# start of DATA
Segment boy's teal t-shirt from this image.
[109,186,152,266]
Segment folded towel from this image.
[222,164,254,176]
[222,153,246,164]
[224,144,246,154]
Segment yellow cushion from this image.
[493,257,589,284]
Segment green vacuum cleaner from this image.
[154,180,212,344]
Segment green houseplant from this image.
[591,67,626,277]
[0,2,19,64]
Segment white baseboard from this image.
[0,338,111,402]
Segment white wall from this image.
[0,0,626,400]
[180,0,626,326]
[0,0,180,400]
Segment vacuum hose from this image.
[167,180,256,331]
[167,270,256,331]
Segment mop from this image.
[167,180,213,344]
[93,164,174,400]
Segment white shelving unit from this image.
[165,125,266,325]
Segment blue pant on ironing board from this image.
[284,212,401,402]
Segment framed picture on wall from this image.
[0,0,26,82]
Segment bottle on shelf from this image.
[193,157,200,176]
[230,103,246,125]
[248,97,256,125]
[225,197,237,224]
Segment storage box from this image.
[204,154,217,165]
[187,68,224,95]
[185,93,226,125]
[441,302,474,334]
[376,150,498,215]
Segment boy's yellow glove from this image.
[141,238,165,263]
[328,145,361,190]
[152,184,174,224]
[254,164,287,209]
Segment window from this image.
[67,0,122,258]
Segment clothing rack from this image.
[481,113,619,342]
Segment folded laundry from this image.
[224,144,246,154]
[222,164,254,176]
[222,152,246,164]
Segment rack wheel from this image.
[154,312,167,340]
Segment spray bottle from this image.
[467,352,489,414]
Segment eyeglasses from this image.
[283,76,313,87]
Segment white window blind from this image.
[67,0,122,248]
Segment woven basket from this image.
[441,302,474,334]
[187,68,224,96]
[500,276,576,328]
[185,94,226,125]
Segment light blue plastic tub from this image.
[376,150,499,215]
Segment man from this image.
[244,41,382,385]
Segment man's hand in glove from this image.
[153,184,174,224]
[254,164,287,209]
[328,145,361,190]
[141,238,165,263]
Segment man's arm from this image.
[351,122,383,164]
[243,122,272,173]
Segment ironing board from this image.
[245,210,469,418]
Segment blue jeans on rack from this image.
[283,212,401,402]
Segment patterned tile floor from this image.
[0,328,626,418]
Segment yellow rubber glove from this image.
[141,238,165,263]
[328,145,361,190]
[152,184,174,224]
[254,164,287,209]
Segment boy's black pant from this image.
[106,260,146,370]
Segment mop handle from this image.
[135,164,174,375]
# end of DATA
WHAT YOU SHOULD DO
Reproduce every line of the records, changing each occurrence of "Segment" to "Outline" and leaving everything else unaltered.

ANSWER IN FULL
Outline boy's teal t-shirt from this image.
[109,186,152,266]
Outline folded towel from this image.
[222,164,254,176]
[222,153,246,164]
[224,144,246,154]
Outline yellow cushion from this image.
[493,257,589,284]
Outline green vacuum cleaner from this image.
[154,180,212,344]
Outline green houseplant from this image.
[591,67,626,277]
[0,2,19,64]
Outline white baseboard from this image.
[0,338,111,402]
Outline white wall from this image.
[0,0,626,400]
[180,0,626,326]
[0,0,180,400]
Outline vacuum hose from this image.
[167,180,256,331]
[167,270,256,331]
Outline mop from this image.
[167,180,213,344]
[93,164,174,400]
Outline white shelving unit from this image.
[165,125,266,325]
Outline blue pant on ironing board from this image.
[284,212,401,402]
Outline framed picture on wall from this image.
[0,0,26,82]
Outline bottle on shelf from this image.
[193,157,200,176]
[230,103,246,125]
[248,97,256,125]
[225,197,237,224]
Outline storage box from this image.
[204,154,217,165]
[187,68,224,95]
[185,93,226,125]
[441,302,474,334]
[376,150,498,215]
Outline boy's yellow glove from this image.
[141,238,165,263]
[328,145,361,190]
[152,184,174,224]
[254,164,287,209]
Outline window from this image.
[67,0,122,258]
Outline clothing rack from this image.
[481,113,619,342]
Outline folded laundry from this image.
[224,144,246,154]
[222,164,254,176]
[222,152,246,164]
Outline rack wheel from this image.
[154,312,167,340]
Outline spray bottle from this image.
[467,352,489,414]
Outline eyeglasses from this image.
[283,76,313,87]
Outline white window blind from this image.
[67,0,122,248]
Outline woven basket from this image.
[441,302,474,334]
[187,68,224,96]
[500,276,576,328]
[185,94,226,125]
Outline light blue plastic tub from this image.
[376,150,499,215]
Outline man from this image.
[244,41,382,385]
Outline man's hand in glove from this image.
[153,184,174,224]
[254,164,287,209]
[328,145,361,190]
[141,238,165,263]
Outline man's arm from this image.
[351,122,383,164]
[243,122,272,173]
Outline ironing board from this image.
[245,210,469,418]
Outline blue jeans on rack from this image.
[283,212,401,402]
Outline patterned tile floor from this image.
[0,328,626,418]
Outline yellow rubber glove from this image.
[141,238,165,263]
[328,145,361,190]
[152,184,174,224]
[254,164,287,209]
Outline boy's black pant from this image.
[106,260,146,370]
Outline mop handle from this image.
[135,164,174,375]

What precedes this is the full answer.